Records drawn from a dataset:
--*--

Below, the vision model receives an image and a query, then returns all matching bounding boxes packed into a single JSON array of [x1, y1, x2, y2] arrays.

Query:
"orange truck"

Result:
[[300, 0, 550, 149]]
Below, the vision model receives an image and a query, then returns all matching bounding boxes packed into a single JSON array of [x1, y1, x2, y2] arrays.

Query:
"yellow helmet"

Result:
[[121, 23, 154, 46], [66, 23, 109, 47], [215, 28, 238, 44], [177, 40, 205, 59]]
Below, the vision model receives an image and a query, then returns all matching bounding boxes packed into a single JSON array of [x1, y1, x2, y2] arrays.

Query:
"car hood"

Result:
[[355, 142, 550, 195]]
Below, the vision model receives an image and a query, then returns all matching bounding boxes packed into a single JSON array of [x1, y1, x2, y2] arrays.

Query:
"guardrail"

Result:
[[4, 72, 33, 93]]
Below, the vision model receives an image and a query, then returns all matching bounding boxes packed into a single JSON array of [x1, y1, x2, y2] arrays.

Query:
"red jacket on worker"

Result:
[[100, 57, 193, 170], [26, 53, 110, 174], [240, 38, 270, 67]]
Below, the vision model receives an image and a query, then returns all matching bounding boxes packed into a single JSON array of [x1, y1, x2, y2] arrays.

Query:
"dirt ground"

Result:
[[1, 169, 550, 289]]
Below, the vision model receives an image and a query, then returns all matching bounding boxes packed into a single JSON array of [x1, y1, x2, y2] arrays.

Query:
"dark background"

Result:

--*--

WHAT YOU WILL DO:
In this exercise, repeat the entries above verbatim.

RESPONSE TO THIS TASK:
Below, the vision model receives an image and a query, then returns all matching bounding boxes packed into a single JSON array of [x1, y1, x2, y2] arrays.

Query:
"orange truck"

Result:
[[300, 0, 550, 149]]
Below, the vision model receives an image and a query, then returns all matching bounding boxes packed into a single JSON array of [x1, y1, x2, y2] arrays.

Query:
"yellow helmet"

Result:
[[121, 23, 154, 46], [66, 23, 109, 47], [215, 28, 238, 44], [177, 40, 205, 59]]
Below, the vision model receives an image and a query, then returns all matching bounding boxes packed into a single JSON array of [x1, y1, x2, y2] arrays.

Query:
"car hood"

Result:
[[355, 142, 550, 195]]
Below, the vision model receives an image and a query, then returns all matching bounding boxes packed into a single JSON array of [x1, y1, x2, y2] arrays.

Query:
"guardrail"

Result:
[[4, 72, 33, 93]]
Below, the vision model receives an image and a query, then returns all matching bounding boxes packed into a single JSON array of [x1, y1, x2, y2] arrays.

Query:
"red jacket on worker"

Result:
[[100, 57, 193, 170], [26, 53, 110, 174], [240, 38, 270, 67]]
Below, the vision model receives an image and a query, then returns all matching bounding boxes packed into a single JSON array of [x1, y1, x2, y2] arrays.

Query:
"dirt ground"

Result:
[[1, 169, 550, 289]]
Below, the vision model receives an image and a query, then returns all matching bounding boxes packed into a single JSON array of [x1, y1, x2, y2] arrays.

Query:
"dark background"

Result:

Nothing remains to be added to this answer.